Should the word "above" occur in a line of the records, copy that line.

--- DATASET EXTRACT Enclosed Below ---

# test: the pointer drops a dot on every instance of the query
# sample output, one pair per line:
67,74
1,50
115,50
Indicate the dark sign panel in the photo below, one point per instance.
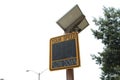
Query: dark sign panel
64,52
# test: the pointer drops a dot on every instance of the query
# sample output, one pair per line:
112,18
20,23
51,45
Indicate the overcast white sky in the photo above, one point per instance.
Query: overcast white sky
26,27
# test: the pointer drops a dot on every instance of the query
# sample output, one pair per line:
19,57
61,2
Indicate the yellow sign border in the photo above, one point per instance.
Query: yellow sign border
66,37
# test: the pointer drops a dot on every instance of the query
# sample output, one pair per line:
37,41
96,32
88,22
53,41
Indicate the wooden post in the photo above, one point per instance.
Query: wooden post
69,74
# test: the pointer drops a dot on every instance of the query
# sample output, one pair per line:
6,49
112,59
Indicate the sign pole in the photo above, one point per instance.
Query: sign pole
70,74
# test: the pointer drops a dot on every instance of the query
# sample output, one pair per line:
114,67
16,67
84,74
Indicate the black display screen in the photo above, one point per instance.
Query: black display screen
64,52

--- End of Enclosed DATASET EXTRACT ---
--- DATASET EXTRACT Enclosed Below ---

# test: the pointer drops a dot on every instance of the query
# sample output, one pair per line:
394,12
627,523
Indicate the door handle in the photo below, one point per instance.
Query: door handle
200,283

--- End of Enclosed DATASET EXTRACT ---

(EXERCISE OUTPUT)
Indicate the overcast white sky in the photo above, one point per instance.
Indicate the yellow sign border in the photo above, one point per instance.
Indicate the wooden post in the photo above, one point per instance.
Indicate the sign pole in the photo above, one point per instance.
Indicate the black display screen in the photo above, one point per instance.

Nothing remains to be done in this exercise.